In the records below, copy out the lines beginning with the line that contains "Get the bounding box for every red farm" and continuing through the line that contains "[75,86,622,469]". Substitute "wing mirror" for "side mirror" and change nothing else.

────

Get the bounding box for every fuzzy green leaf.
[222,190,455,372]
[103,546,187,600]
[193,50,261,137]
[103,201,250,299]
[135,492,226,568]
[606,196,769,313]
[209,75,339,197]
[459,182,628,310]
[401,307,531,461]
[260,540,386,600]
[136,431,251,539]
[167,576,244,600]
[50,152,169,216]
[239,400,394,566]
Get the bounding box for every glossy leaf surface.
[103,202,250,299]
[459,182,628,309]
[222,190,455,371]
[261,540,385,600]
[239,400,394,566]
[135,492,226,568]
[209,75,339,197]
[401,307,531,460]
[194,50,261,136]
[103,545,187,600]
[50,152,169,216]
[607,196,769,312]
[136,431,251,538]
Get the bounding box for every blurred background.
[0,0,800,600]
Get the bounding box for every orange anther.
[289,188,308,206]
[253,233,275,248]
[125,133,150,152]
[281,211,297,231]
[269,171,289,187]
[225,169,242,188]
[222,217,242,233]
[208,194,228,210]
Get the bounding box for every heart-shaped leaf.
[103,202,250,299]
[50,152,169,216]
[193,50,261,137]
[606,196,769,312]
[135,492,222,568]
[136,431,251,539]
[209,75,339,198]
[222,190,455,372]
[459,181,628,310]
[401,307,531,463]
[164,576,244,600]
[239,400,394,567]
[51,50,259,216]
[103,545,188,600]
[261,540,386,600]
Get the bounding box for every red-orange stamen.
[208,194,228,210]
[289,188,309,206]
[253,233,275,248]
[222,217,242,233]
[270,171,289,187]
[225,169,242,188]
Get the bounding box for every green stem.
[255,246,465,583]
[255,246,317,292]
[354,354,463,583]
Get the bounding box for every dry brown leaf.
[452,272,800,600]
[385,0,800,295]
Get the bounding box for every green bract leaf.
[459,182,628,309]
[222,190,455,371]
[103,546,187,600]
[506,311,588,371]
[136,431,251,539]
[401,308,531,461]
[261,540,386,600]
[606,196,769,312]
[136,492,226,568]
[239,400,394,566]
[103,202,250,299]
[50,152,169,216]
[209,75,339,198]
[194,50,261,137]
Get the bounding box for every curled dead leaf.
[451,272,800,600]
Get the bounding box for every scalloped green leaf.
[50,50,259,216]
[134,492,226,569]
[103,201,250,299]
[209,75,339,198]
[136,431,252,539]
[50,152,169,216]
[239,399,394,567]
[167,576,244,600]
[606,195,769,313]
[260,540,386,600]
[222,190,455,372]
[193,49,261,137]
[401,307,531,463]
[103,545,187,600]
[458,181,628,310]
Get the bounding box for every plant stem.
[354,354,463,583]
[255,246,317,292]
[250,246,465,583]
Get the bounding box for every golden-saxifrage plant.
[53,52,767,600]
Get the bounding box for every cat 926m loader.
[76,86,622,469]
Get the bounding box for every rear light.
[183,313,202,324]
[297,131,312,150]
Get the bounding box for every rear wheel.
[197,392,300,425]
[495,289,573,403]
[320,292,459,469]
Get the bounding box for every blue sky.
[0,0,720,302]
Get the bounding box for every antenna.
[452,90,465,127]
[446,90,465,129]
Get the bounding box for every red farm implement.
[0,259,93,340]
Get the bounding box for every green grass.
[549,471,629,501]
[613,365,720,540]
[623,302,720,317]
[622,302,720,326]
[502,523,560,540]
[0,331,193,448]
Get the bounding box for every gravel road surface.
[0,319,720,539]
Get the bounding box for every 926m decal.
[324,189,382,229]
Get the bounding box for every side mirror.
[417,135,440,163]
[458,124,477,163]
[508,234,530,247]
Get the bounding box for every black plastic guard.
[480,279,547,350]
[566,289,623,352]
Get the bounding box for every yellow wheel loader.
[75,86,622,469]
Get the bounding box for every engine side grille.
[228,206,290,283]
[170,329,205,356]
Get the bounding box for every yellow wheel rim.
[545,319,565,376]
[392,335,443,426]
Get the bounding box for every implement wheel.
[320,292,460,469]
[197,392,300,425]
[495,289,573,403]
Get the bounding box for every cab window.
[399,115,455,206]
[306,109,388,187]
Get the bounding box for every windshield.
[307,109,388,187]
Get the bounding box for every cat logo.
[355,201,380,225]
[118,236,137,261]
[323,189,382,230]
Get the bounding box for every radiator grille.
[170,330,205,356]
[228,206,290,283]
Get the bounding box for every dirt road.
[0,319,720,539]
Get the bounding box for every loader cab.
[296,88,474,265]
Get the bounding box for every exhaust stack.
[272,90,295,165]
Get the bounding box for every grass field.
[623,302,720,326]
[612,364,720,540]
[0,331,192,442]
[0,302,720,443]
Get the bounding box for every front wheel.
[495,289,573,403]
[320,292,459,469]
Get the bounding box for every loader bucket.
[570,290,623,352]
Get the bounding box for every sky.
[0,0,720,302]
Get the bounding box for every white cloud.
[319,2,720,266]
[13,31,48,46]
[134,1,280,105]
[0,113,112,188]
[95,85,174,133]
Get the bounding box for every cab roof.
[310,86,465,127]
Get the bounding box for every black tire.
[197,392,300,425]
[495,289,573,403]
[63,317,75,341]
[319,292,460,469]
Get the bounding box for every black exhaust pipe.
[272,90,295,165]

────

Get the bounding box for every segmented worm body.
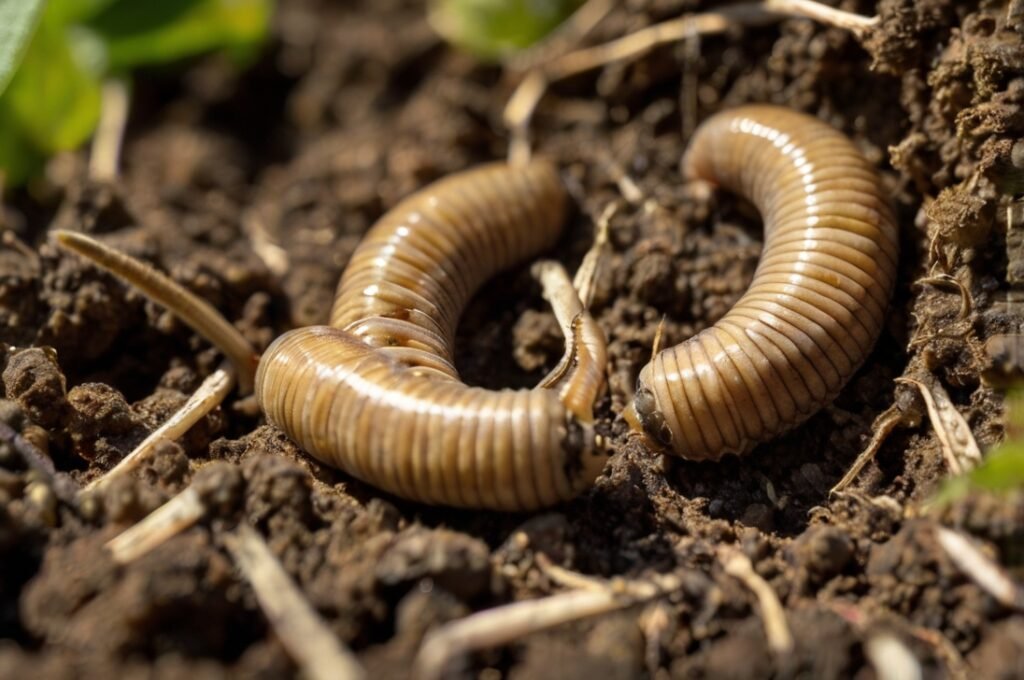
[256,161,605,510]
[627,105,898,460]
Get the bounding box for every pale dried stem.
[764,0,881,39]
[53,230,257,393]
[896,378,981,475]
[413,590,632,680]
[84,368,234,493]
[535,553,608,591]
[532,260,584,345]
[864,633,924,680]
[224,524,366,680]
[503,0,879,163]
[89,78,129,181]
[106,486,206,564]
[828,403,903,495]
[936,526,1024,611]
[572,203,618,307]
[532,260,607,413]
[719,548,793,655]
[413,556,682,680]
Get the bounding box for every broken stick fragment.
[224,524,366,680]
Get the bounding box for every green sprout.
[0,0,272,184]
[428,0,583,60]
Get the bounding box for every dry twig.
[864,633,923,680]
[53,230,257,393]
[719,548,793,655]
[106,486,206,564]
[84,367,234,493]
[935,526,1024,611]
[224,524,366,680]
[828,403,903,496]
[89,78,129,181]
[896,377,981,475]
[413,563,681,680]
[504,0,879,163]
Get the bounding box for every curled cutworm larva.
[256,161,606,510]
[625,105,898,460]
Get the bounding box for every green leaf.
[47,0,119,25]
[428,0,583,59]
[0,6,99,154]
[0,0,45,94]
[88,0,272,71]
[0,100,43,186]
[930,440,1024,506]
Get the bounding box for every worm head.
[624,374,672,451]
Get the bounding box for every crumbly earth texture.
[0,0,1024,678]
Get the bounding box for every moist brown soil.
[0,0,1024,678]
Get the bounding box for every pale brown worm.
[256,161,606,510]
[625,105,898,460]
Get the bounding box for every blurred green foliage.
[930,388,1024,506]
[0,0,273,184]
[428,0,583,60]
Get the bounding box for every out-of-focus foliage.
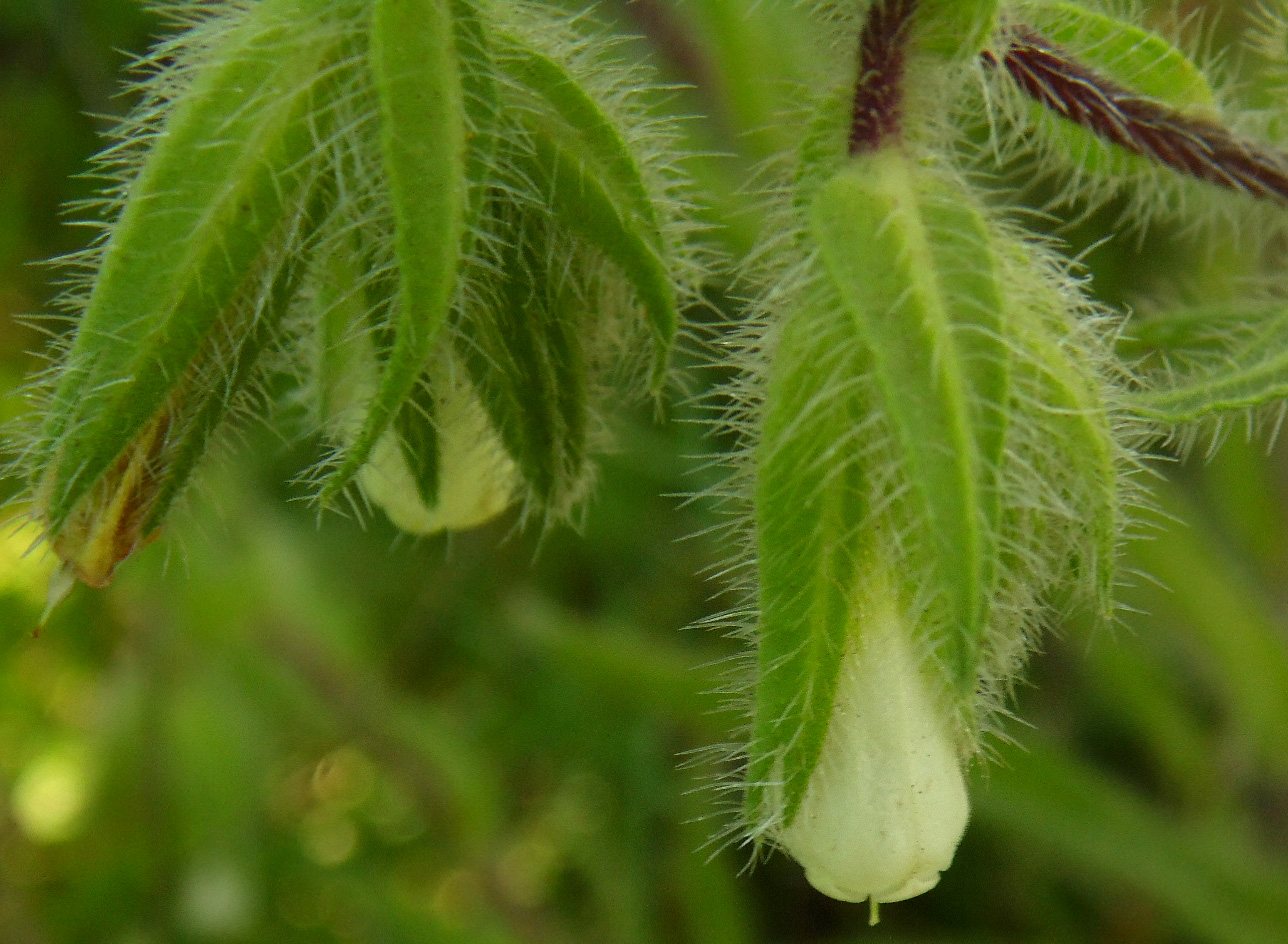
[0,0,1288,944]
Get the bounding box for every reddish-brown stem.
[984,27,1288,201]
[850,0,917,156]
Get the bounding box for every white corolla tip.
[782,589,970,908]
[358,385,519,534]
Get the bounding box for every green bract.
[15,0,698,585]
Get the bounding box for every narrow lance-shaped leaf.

────

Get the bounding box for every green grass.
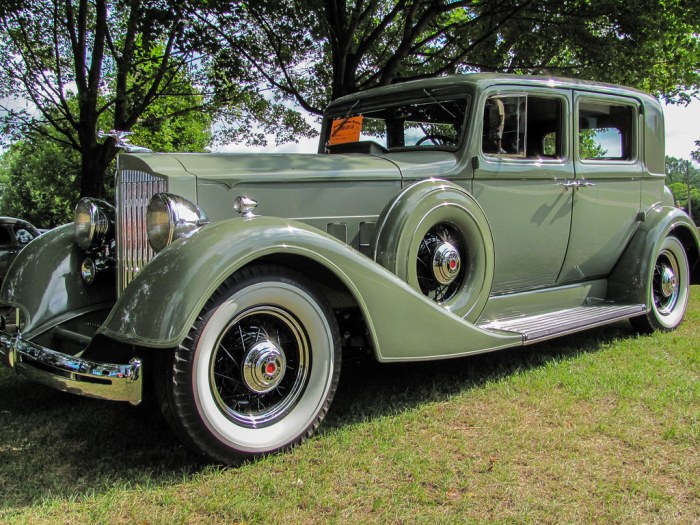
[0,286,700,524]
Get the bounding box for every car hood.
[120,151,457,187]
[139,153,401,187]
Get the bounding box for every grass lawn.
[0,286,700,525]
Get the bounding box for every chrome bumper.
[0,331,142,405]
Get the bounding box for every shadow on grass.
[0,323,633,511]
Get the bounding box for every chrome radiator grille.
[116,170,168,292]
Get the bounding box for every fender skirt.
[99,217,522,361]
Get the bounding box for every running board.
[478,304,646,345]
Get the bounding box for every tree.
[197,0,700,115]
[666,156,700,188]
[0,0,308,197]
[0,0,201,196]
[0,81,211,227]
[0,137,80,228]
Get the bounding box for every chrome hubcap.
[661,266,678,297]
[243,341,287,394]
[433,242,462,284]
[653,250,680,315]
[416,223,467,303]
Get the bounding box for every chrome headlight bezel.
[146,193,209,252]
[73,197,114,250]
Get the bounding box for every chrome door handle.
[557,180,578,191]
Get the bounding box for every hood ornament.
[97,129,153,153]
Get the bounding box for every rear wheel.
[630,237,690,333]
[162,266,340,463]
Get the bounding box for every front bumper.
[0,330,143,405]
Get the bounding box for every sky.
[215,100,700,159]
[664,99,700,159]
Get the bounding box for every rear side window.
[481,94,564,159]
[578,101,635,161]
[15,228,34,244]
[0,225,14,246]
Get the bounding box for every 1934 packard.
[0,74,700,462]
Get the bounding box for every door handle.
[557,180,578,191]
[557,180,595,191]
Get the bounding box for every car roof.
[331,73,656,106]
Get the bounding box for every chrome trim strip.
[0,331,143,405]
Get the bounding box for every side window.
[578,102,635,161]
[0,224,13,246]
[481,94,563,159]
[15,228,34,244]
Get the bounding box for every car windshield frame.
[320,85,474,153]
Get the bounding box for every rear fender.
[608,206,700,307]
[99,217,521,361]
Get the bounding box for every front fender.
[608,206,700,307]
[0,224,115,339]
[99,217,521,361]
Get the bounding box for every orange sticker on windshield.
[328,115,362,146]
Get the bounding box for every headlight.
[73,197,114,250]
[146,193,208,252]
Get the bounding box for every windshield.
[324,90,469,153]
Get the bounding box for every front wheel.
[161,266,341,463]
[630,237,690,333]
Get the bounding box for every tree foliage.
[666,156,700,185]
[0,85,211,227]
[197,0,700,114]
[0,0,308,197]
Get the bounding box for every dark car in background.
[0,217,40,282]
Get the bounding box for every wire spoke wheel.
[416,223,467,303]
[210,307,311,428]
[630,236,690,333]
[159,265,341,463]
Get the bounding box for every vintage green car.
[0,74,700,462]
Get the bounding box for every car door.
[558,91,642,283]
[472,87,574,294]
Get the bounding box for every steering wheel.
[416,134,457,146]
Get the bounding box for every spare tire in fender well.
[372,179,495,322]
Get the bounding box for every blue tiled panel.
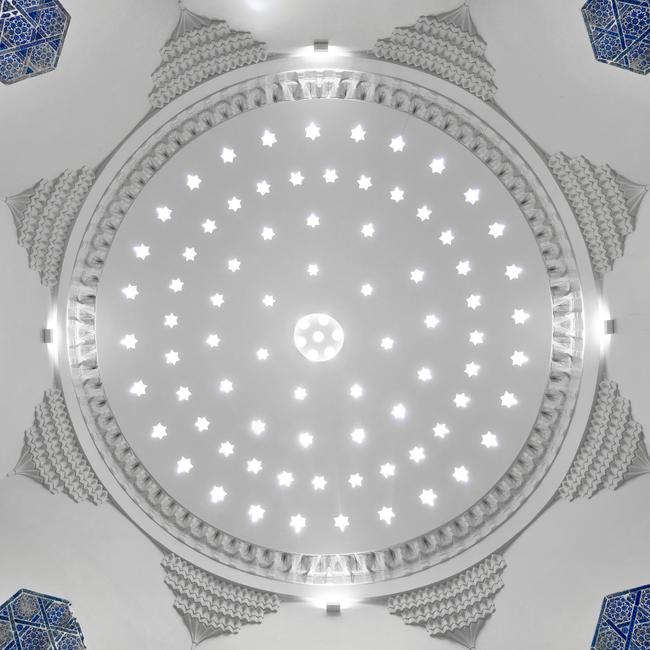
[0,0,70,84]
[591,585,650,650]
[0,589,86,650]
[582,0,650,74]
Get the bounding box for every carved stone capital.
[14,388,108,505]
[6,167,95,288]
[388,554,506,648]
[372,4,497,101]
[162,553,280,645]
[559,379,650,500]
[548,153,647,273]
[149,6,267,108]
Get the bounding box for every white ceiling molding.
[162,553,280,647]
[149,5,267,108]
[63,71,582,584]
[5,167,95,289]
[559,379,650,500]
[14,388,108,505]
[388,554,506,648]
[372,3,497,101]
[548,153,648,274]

────

## [THE ANSWER]
Get the bounding box for every red farm implement.
[0,259,93,340]
Get the bounding box for every green grass.
[549,471,629,501]
[613,365,720,540]
[623,302,720,317]
[622,302,720,326]
[502,523,560,540]
[0,331,193,448]
Get the bounding box for every gravel road surface.
[0,319,720,539]
Get the bounding box for every 926m decal.
[324,189,382,229]
Get the bounding box for every wing mirror.
[417,135,440,163]
[458,124,477,163]
[508,234,530,247]
Get the bounding box for every black plastic guard.
[480,279,547,350]
[566,289,623,352]
Get the bounding box for every yellow wheel loader.
[75,86,622,469]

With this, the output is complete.